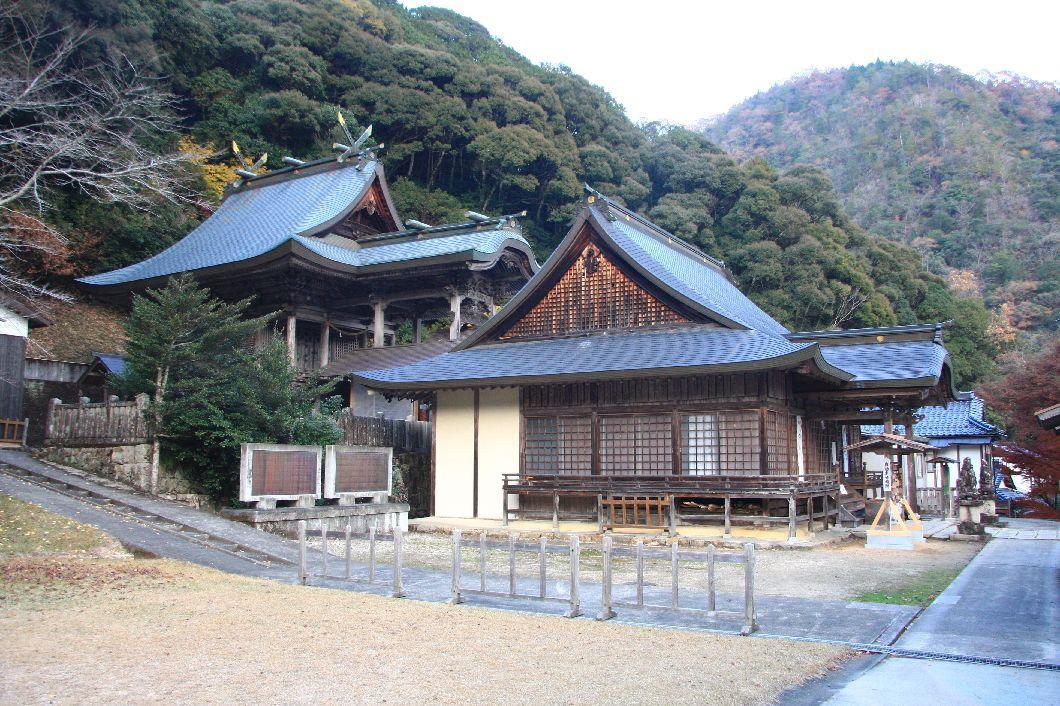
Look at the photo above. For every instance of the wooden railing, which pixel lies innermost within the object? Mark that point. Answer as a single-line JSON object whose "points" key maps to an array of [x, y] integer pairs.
{"points": [[96, 424], [935, 500], [402, 436], [678, 486]]}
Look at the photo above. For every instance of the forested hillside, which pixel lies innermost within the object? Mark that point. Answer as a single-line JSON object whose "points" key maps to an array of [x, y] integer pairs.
{"points": [[467, 123], [964, 170]]}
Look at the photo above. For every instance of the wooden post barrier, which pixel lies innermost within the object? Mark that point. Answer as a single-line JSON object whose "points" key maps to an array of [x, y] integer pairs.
{"points": [[751, 624], [542, 566], [711, 557], [323, 547], [605, 612], [398, 588], [455, 588], [576, 556], [349, 532], [673, 575], [302, 574], [511, 564]]}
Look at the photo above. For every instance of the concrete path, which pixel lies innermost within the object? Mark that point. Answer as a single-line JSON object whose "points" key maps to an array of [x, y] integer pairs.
{"points": [[1004, 605], [777, 615]]}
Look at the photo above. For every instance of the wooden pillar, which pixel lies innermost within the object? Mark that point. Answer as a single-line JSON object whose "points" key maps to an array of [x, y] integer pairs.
{"points": [[455, 301], [324, 342], [378, 307], [292, 337]]}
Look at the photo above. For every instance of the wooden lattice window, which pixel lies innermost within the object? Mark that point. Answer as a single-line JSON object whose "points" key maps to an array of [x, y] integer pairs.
{"points": [[593, 295], [639, 444], [725, 442], [699, 444], [778, 443], [559, 444]]}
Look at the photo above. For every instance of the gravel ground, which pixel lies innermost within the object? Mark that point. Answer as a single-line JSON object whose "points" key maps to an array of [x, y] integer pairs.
{"points": [[188, 634], [95, 625], [836, 571]]}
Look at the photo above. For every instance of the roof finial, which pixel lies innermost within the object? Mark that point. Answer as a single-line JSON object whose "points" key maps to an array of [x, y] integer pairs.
{"points": [[601, 201], [248, 171], [354, 145]]}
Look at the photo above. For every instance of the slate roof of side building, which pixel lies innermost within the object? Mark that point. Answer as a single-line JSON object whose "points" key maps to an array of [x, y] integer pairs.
{"points": [[752, 339], [960, 421], [294, 212]]}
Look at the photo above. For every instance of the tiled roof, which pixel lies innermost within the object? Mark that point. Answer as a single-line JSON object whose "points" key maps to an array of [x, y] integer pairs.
{"points": [[684, 269], [625, 354], [389, 356], [960, 419], [882, 363], [258, 219], [115, 364]]}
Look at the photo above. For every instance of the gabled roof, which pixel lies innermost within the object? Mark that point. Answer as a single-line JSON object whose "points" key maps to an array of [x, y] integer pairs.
{"points": [[292, 212], [691, 278], [388, 356], [694, 350], [902, 363], [960, 419]]}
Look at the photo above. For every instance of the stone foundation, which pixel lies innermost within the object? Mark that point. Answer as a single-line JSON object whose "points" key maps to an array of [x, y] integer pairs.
{"points": [[129, 464], [384, 516]]}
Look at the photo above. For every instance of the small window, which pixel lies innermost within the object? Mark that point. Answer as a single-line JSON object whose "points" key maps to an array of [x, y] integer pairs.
{"points": [[559, 444], [640, 444]]}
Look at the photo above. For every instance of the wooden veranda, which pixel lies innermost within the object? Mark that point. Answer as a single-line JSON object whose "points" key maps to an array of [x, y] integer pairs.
{"points": [[808, 497]]}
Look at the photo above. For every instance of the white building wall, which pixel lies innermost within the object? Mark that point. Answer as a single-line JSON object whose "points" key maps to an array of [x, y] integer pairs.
{"points": [[498, 446], [498, 451], [454, 453]]}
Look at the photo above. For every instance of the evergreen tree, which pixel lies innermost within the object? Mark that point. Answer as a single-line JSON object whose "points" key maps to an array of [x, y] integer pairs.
{"points": [[210, 389]]}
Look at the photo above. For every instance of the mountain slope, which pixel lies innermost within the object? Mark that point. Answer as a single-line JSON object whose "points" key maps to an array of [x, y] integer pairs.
{"points": [[469, 123], [965, 170]]}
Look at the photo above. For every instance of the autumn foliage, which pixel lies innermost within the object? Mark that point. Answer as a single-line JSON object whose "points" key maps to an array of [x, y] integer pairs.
{"points": [[1027, 387]]}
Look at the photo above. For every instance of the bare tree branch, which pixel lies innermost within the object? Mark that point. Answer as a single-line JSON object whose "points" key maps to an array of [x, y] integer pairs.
{"points": [[70, 126]]}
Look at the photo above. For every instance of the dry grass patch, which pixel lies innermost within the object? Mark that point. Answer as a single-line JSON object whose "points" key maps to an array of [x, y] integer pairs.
{"points": [[217, 638]]}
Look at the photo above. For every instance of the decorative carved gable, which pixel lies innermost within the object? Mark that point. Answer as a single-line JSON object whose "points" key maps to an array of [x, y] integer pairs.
{"points": [[370, 217], [594, 294]]}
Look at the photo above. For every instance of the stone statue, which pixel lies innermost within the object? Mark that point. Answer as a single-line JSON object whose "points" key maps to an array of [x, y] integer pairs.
{"points": [[966, 482]]}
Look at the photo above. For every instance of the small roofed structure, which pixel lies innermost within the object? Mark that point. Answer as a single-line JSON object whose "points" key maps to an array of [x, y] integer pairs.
{"points": [[631, 366], [322, 243], [95, 382]]}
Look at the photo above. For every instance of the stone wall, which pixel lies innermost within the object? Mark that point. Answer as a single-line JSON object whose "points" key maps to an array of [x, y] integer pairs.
{"points": [[129, 464]]}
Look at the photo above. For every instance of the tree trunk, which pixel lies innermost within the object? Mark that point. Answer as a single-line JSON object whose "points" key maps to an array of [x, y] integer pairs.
{"points": [[161, 380]]}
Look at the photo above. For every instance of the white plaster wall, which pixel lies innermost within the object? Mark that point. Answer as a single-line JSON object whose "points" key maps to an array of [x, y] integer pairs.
{"points": [[454, 453], [13, 324], [498, 446]]}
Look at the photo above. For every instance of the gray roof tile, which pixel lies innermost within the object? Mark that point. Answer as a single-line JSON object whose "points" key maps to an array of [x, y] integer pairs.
{"points": [[963, 418], [257, 221], [687, 271], [602, 354], [899, 360]]}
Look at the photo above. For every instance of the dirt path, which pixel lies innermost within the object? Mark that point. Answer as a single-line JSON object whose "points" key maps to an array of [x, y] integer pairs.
{"points": [[81, 628]]}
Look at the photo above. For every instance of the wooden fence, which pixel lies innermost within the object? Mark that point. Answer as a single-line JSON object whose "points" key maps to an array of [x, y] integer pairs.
{"points": [[404, 437], [96, 424]]}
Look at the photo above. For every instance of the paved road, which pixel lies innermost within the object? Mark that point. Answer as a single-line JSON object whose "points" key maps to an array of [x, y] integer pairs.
{"points": [[777, 615], [1005, 604]]}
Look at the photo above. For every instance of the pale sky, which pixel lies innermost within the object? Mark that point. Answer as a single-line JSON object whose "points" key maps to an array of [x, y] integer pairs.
{"points": [[681, 62]]}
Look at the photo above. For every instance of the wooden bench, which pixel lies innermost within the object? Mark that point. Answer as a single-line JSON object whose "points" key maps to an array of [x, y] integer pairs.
{"points": [[637, 512]]}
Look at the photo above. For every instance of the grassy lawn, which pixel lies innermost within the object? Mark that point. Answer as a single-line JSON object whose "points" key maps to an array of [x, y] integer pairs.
{"points": [[85, 628], [920, 590]]}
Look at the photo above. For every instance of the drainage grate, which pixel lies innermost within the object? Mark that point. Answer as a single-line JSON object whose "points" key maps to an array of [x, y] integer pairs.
{"points": [[922, 654]]}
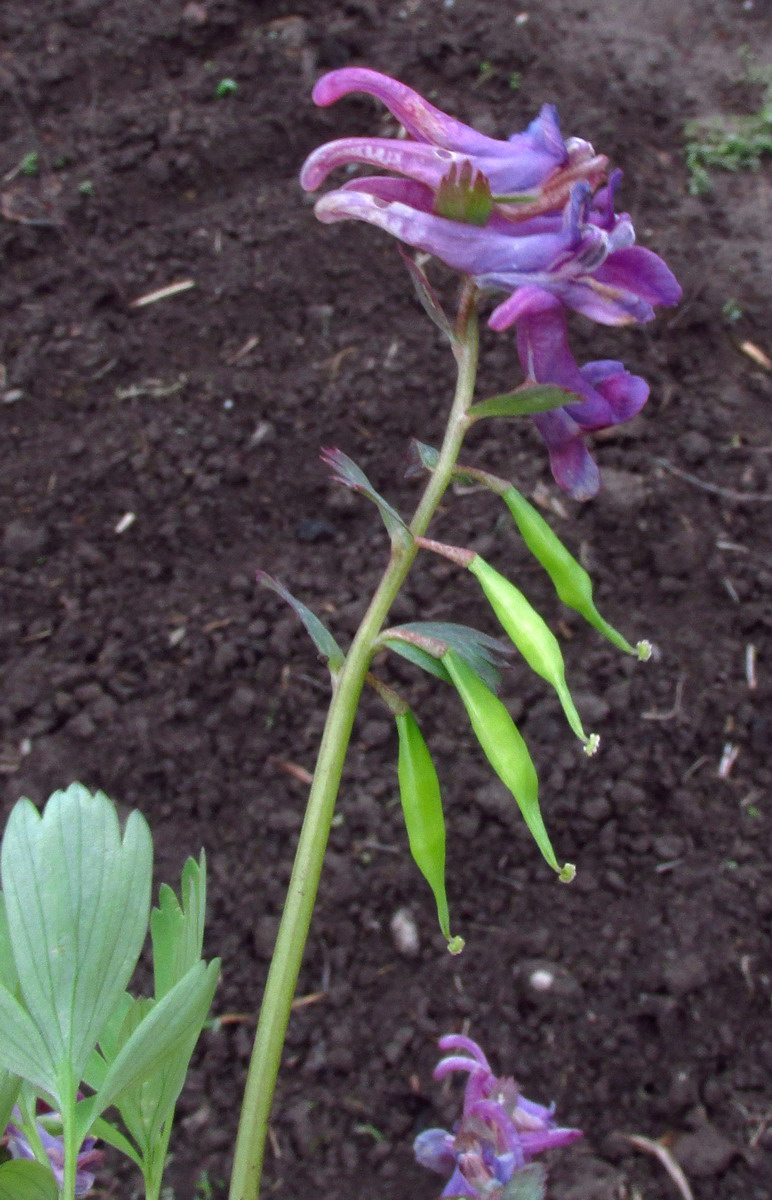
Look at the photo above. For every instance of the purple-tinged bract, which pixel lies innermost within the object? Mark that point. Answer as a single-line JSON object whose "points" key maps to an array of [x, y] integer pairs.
{"points": [[88, 1157]]}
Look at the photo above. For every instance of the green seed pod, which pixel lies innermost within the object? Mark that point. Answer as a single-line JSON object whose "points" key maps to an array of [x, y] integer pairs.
{"points": [[424, 819], [532, 636], [506, 751], [569, 577]]}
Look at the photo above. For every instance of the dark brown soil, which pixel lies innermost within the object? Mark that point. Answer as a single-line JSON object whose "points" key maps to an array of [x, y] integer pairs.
{"points": [[145, 661]]}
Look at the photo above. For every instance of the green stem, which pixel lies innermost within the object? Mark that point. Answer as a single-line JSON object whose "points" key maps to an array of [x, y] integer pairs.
{"points": [[298, 909]]}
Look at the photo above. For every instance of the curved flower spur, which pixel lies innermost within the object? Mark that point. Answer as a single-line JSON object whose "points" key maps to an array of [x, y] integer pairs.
{"points": [[524, 216], [500, 1132]]}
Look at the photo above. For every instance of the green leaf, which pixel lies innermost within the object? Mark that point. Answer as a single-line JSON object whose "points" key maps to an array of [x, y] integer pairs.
{"points": [[166, 1026], [113, 1137], [527, 1183], [483, 653], [178, 928], [78, 900], [318, 633], [23, 1049], [10, 1083], [22, 1180], [419, 658], [9, 975], [530, 399], [148, 1107], [346, 472], [10, 1087]]}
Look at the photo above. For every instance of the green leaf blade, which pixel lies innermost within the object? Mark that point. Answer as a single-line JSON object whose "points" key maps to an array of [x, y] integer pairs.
{"points": [[525, 401], [317, 631], [168, 1025], [78, 901]]}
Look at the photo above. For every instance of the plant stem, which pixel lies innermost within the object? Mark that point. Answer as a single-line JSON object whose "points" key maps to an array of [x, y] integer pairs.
{"points": [[298, 909]]}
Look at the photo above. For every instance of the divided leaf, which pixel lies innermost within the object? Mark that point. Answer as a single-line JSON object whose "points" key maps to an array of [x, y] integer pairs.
{"points": [[163, 1031], [177, 927], [23, 1049], [78, 900]]}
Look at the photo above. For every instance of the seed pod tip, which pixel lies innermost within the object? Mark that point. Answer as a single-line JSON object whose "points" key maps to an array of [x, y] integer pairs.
{"points": [[592, 744]]}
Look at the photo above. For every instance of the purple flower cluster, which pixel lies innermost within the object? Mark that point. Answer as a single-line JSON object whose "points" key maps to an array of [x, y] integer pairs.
{"points": [[550, 238], [88, 1158], [498, 1133]]}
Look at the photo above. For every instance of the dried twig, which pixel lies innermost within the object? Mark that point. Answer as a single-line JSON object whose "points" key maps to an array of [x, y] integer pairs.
{"points": [[656, 1147], [171, 289]]}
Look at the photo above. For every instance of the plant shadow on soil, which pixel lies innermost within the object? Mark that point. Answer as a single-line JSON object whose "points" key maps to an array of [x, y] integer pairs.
{"points": [[141, 658]]}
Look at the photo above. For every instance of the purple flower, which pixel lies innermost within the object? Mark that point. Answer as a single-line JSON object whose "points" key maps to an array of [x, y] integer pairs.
{"points": [[518, 216], [538, 161], [19, 1147], [605, 393], [500, 1131]]}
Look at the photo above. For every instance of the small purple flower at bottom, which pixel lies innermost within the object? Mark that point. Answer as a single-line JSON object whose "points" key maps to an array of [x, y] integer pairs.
{"points": [[498, 1133], [88, 1157]]}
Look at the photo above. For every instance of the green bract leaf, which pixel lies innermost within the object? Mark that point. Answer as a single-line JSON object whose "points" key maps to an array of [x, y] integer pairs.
{"points": [[162, 1032], [537, 399], [506, 751], [482, 652], [178, 928], [113, 1137], [27, 1181], [78, 900], [319, 634], [527, 1183], [346, 472], [419, 658]]}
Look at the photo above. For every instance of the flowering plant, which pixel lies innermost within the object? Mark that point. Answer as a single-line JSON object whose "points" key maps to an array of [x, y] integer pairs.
{"points": [[534, 217], [498, 1134], [520, 216]]}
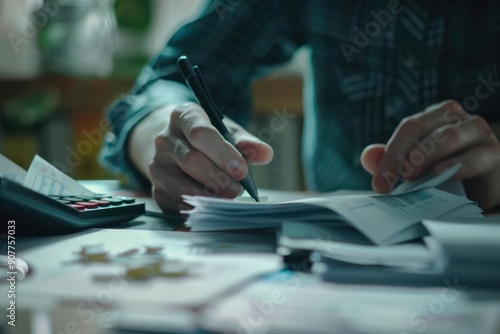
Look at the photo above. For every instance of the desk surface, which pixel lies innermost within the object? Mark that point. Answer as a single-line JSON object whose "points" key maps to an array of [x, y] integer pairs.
{"points": [[277, 302]]}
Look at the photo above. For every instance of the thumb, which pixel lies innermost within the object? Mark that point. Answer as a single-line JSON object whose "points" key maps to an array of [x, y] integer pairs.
{"points": [[370, 157], [254, 150]]}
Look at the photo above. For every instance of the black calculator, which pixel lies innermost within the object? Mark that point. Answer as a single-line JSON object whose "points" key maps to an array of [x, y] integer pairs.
{"points": [[38, 214]]}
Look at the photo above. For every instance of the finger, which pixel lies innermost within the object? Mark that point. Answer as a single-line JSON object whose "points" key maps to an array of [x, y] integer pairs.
{"points": [[370, 157], [448, 141], [195, 125], [254, 150], [393, 162], [474, 162], [196, 166]]}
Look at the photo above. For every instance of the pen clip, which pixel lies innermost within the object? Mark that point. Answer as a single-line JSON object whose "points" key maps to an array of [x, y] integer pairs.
{"points": [[196, 70]]}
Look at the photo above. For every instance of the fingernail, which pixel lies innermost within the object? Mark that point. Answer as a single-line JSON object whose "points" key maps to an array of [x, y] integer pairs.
{"points": [[382, 183], [236, 169]]}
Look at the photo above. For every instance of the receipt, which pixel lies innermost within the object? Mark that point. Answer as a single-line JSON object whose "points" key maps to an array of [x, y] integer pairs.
{"points": [[11, 171], [46, 179]]}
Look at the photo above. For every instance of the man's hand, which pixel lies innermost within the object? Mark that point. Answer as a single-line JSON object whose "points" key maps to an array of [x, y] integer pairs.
{"points": [[187, 155], [434, 140]]}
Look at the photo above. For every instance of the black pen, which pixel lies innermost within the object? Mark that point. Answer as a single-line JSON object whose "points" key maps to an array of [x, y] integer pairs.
{"points": [[195, 81]]}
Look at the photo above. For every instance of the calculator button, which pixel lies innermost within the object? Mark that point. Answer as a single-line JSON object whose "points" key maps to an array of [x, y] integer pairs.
{"points": [[127, 200], [73, 199], [88, 205], [100, 202], [77, 206], [114, 201]]}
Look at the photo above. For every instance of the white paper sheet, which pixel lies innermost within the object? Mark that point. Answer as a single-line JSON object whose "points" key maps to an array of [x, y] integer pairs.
{"points": [[44, 178], [384, 219], [11, 171]]}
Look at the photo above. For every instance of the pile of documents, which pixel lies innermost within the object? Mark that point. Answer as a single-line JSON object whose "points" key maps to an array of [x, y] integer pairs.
{"points": [[382, 219], [461, 253]]}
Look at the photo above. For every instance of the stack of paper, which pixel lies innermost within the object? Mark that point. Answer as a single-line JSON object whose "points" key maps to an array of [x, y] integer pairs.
{"points": [[383, 219], [42, 177], [463, 253]]}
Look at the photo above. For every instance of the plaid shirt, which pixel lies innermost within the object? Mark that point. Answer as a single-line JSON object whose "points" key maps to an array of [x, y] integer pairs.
{"points": [[373, 63]]}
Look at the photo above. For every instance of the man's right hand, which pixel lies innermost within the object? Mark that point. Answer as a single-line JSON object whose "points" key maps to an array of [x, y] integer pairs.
{"points": [[181, 152]]}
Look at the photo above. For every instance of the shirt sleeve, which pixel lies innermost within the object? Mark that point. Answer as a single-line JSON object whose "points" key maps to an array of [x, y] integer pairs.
{"points": [[232, 42]]}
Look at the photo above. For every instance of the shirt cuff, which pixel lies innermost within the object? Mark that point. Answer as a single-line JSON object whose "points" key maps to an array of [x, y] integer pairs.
{"points": [[125, 114]]}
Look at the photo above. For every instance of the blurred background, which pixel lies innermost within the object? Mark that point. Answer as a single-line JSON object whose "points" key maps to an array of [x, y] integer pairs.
{"points": [[63, 62]]}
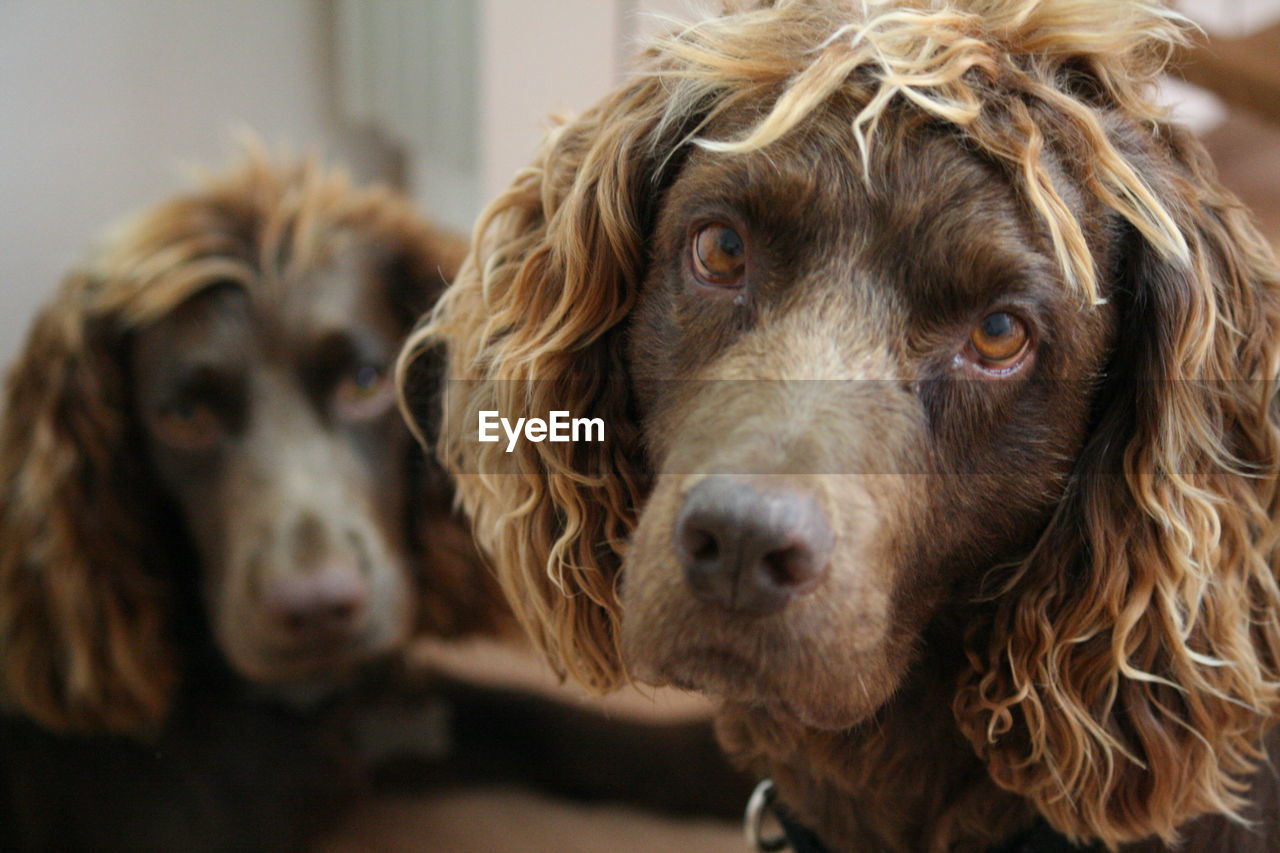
################
**Goal of the exercise**
Leave out the pictures, and extract exactly the lines from the one with "Look at the photo above. For every instance of the plaid" through the end of the records, both ends included.

**Reply**
Look at the photo above. For every instance of the plaid shirt, which pixel lies innermost within the object? Mark that point. Answer as a single-line JSON object whose "points" key maps to an array of [x, y] integer pairs.
{"points": [[373, 63]]}
Look at the photo above. For every instance of the man's right hand, which pixel lies innermost within the object? Mark that point. Answer as a single-line JSON object whose "points" key maps to an array of [x, y] integer pairs.
{"points": [[181, 152]]}
Look at the photo above. For every instance of the shirt sleeve, which pixel lies innermost within the object? Mark that point. Answer as a single-line JSON object whose "points" key maps to an array of [x, y] integer pairs.
{"points": [[232, 42]]}
Look at the photo above. For every instance of the shirt cuff, which pixel lies innermost within the object? Mark that point. Answer as a single-line JSON object whose "points" key maps to an array of [x, y] integer pairs.
{"points": [[125, 114]]}
Look at the photo above. For every instance of the blurred background, which pixel lies innermost within the object? Mark that point. Answer as a single-line JSON object whose "points" key maps to an array of [x, y] integer pairs.
{"points": [[63, 62]]}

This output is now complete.